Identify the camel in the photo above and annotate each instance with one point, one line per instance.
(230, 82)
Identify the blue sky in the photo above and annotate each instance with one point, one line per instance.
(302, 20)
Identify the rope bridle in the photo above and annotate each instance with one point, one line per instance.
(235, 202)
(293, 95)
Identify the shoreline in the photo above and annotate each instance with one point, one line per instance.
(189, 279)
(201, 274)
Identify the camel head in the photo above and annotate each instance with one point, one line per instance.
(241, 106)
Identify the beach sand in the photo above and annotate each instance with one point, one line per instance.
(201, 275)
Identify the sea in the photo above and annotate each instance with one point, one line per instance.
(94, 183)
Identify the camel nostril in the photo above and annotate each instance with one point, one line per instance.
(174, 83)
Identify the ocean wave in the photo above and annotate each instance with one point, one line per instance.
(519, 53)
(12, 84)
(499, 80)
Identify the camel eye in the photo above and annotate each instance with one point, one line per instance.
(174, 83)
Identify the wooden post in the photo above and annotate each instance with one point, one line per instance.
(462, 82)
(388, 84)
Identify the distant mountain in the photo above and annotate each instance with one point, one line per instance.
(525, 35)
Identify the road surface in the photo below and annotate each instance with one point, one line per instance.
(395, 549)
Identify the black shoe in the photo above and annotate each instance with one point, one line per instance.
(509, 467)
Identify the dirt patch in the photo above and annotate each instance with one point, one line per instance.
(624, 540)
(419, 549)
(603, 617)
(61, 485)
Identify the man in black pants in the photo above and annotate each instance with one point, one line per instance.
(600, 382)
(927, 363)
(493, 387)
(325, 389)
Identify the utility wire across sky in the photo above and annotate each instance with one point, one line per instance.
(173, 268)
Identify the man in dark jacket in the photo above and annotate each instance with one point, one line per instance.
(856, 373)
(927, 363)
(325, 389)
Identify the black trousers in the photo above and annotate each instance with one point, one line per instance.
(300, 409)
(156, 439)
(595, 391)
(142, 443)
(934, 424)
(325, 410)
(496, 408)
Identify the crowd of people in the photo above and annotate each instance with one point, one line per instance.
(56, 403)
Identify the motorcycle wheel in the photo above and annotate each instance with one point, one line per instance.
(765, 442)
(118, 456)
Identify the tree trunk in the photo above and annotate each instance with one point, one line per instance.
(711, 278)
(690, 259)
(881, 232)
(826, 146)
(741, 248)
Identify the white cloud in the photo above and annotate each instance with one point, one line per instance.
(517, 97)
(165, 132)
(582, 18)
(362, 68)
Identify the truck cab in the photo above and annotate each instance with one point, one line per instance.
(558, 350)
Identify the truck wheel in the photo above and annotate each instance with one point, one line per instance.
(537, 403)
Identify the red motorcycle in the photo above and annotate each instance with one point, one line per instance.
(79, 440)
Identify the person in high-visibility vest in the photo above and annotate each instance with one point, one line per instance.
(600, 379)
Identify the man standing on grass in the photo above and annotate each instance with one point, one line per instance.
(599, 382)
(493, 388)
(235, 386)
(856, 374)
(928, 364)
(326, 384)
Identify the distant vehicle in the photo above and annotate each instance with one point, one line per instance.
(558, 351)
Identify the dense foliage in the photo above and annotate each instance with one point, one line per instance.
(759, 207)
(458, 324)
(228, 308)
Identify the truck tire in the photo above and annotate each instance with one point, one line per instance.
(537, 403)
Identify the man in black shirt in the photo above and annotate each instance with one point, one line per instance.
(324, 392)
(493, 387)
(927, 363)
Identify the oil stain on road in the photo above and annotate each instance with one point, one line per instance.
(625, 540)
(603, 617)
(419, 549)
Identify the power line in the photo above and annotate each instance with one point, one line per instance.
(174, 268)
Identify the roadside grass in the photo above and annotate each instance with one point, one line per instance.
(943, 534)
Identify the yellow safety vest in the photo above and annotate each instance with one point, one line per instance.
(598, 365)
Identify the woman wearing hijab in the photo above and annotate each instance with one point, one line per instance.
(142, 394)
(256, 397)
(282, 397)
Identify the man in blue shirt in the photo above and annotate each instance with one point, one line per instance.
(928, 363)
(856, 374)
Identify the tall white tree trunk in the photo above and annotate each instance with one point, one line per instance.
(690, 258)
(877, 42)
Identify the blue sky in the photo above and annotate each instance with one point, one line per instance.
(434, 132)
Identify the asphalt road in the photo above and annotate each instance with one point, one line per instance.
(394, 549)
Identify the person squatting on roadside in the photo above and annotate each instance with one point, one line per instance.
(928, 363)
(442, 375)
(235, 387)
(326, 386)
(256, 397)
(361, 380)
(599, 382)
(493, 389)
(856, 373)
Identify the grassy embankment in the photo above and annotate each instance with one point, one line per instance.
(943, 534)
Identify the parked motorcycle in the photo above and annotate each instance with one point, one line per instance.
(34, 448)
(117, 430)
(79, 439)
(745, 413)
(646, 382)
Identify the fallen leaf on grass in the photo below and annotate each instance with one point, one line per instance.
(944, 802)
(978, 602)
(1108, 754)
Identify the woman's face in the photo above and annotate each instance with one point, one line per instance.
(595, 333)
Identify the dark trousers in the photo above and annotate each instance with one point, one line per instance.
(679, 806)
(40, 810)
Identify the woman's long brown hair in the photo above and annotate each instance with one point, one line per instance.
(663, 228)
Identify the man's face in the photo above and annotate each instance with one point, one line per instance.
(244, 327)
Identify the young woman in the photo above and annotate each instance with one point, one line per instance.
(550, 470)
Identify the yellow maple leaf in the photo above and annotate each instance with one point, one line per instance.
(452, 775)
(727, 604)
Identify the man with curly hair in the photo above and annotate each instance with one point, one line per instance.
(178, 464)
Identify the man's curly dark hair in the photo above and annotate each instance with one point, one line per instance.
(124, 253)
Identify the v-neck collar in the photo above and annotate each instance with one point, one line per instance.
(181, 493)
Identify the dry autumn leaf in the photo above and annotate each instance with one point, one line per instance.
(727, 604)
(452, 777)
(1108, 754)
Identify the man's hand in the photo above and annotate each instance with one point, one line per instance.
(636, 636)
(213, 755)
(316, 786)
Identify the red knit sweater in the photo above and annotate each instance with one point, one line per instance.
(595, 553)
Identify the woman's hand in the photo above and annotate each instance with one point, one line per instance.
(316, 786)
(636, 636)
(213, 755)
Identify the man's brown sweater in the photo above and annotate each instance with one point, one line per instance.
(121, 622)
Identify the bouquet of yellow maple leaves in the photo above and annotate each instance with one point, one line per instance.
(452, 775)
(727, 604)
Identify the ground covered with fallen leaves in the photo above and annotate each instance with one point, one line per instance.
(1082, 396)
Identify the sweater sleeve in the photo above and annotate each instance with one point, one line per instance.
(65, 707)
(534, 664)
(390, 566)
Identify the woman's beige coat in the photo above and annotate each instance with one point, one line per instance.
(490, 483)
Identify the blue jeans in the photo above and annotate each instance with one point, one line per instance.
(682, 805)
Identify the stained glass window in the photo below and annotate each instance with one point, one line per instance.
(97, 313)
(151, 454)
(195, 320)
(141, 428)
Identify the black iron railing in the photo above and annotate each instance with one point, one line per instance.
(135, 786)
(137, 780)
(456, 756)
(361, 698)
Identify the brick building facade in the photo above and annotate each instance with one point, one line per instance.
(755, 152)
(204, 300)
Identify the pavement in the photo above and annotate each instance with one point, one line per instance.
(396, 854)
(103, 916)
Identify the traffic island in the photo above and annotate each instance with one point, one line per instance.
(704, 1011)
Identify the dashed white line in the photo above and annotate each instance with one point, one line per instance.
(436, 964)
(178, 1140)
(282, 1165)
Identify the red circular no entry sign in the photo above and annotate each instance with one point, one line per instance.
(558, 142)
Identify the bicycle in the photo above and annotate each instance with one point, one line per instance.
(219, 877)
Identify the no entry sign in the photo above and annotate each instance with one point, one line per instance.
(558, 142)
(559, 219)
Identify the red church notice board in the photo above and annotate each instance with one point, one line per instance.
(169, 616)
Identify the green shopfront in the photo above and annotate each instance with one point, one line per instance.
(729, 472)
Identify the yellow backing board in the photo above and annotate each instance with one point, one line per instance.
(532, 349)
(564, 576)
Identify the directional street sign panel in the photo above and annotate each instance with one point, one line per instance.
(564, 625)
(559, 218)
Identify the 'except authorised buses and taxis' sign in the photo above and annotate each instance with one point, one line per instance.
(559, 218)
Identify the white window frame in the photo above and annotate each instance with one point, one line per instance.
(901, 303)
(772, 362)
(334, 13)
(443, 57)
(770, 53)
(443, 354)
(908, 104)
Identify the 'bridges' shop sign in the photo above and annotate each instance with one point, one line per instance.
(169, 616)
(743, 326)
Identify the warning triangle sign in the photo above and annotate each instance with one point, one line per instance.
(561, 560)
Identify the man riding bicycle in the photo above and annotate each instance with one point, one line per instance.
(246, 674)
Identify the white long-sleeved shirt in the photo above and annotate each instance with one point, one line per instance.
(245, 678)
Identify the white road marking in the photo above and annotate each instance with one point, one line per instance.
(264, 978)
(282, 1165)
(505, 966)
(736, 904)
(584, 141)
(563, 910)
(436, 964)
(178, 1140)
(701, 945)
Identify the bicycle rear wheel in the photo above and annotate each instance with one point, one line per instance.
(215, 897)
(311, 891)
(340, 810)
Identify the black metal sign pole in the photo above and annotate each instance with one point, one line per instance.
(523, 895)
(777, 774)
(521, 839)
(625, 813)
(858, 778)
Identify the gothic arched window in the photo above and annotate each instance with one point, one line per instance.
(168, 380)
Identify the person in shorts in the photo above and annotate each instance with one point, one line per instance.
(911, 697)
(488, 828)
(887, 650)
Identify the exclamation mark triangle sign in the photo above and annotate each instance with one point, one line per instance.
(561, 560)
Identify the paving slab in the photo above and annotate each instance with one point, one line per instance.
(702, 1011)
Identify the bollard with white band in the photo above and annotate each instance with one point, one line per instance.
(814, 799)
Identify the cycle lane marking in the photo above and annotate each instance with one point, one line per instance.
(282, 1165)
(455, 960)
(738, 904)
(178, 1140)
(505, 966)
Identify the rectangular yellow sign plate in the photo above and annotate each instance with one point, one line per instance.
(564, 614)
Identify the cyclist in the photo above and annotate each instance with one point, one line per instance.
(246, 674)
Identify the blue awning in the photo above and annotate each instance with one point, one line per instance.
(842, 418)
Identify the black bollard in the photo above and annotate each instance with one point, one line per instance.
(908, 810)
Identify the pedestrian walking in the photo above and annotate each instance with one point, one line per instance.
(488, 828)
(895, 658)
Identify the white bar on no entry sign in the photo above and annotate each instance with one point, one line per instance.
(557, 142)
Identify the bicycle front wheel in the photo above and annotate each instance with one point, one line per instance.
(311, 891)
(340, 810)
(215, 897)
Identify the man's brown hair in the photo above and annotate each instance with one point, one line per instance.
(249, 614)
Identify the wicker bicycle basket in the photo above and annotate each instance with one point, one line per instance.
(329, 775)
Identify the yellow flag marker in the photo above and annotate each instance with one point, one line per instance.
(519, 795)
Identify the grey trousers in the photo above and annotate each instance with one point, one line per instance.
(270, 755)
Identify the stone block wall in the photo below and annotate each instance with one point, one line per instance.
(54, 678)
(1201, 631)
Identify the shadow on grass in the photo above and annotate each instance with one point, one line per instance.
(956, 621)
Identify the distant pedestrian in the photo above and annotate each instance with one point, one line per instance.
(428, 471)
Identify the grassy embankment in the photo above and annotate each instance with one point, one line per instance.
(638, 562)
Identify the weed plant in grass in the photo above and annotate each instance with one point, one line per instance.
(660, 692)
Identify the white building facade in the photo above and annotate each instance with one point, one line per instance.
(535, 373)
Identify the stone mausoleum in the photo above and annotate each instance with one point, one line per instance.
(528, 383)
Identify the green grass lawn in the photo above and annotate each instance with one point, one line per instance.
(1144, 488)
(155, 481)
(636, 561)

--- --- ---

Written request – Starting at the line that contains "Identify the weed", repeat each line exactly through the last one in the listing. Include both of those lines and nothing more.

Correct response –
Identify the weed plant in grass in the photo above and annotate each instance with one point, one line per instance.
(660, 692)
Identify the white building facade in the photo above and annotate each instance with one point, one line per instance.
(535, 373)
Identify the stone mausoleum in the photo above and annotate each instance with one point, one line per instance.
(528, 383)
Identify the green grass lawn in the photo above and annotate each instance with one point, one line per instance.
(1144, 488)
(155, 481)
(636, 561)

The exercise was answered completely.